"""
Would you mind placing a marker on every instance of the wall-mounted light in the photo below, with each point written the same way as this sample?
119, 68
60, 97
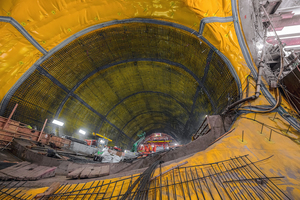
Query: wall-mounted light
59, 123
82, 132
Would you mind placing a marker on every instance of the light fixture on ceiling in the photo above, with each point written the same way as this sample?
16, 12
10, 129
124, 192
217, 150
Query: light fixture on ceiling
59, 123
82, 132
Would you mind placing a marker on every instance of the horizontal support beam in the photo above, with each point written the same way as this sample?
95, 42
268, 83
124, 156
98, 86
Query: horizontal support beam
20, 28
"""
"""
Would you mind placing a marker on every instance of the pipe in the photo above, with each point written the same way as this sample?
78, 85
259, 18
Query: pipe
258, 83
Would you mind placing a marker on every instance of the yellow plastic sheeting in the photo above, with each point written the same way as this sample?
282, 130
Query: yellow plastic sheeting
"""
From the records above, work out how many lines contain the string "sheeting". Give only the number.

SOLUTION FOR THIS EXERCISE
2